> [Aim] Rewrite all of the data below, changing every "one pin per instance" to "one point per instance" and leaving everything else untouched.

◆ ◆ ◆ ◆

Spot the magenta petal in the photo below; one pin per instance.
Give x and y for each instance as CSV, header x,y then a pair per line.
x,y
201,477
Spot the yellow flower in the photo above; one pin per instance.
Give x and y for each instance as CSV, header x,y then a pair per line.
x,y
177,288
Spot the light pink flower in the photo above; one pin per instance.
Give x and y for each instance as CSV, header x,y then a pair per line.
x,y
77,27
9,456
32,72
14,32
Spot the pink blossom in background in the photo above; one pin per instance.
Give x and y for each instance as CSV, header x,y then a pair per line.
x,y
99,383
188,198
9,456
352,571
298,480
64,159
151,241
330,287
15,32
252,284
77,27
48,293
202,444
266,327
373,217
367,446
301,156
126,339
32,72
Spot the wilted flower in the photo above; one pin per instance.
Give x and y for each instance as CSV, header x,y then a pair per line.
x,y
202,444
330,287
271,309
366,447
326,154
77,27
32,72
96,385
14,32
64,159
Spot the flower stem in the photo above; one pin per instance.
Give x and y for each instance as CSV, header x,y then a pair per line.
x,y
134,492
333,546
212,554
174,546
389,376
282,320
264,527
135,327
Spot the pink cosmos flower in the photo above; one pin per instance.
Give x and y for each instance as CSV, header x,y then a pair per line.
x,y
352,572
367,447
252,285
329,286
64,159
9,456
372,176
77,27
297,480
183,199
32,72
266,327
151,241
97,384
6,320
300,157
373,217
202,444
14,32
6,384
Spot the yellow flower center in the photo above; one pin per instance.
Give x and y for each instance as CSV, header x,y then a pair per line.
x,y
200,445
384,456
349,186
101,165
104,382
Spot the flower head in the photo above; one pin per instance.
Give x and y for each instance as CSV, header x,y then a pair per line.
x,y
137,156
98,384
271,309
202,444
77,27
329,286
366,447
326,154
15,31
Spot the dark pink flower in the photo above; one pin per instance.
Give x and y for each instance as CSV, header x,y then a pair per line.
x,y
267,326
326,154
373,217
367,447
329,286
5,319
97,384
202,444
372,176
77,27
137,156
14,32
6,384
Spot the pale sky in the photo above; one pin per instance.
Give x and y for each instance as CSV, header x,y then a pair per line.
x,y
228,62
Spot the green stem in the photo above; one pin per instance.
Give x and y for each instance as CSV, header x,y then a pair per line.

◆ ◆ ◆ ◆

> [Output of the exercise]
Spot the magenta petal in the photo below; one point per instance.
Give x and y for each instance as CSV, header x,y then a pair per line.
x,y
201,477
Spot the yellow flower in the photo above; one point per instance.
Give x and y for each instance as CSV, header x,y then a pair per line.
x,y
177,288
Spot the light pink flower in the photo above; one point per instance.
Give x and y for each instance as CSV, header x,y then a pair per line.
x,y
77,27
9,456
32,72
14,32
Spot the pink blossom in background in the photo above; one point per instance.
Give x and y for each instance as CSV, header x,y then a pair per line.
x,y
99,383
188,198
9,456
352,571
298,480
64,159
151,241
330,287
15,32
252,284
77,27
48,293
202,444
266,327
373,217
367,446
301,156
126,339
32,72
Spot the wilted flower in the photo above; one point per instance.
Give x and y for each instance as CSV, header x,y then a pair per line.
x,y
202,444
330,287
271,309
366,447
326,154
77,27
32,72
96,385
14,32
64,159
Spot the flower stem in the photo above; one point per instance.
Give x and y for each instance as CSV, header x,y then a pair per line.
x,y
134,492
333,546
212,554
174,546
389,376
282,320
264,527
135,327
Spot the pink cosmos flower in the photo above; one point per instance.
Give x and y for each instance as CSV, header x,y then a pair per line.
x,y
352,572
367,447
252,285
329,286
64,159
9,456
372,176
77,27
297,480
183,199
32,72
266,327
151,241
97,384
6,320
300,157
373,217
202,444
14,32
6,384
Spot the yellow flower center in the photo above; one point per instance.
Give x and y for each instance as CSV, header x,y then a pair per line.
x,y
200,445
384,456
349,186
101,165
104,382
Spot the flower head in the photo above; one point per instance.
Give x and y for each instance as CSV, header x,y then a pair per line.
x,y
137,156
98,384
271,309
202,444
77,27
329,286
366,447
326,154
15,31
Spot the dark pink flower in the photo above; one point per instance.
Give x and y for each instance as CSV, header x,y then a pair per line.
x,y
267,326
326,154
373,217
367,447
329,286
5,319
97,384
202,444
372,176
77,27
137,156
14,32
6,384
Spot the pale sky in the photo above; one point per instance.
Give x and y for each instance as CSV, header x,y then a pair per line.
x,y
228,62
Spot the green stem in the photo above; one point per instance.
Give x and y for each instance as CSV, header x,y then a pair per line.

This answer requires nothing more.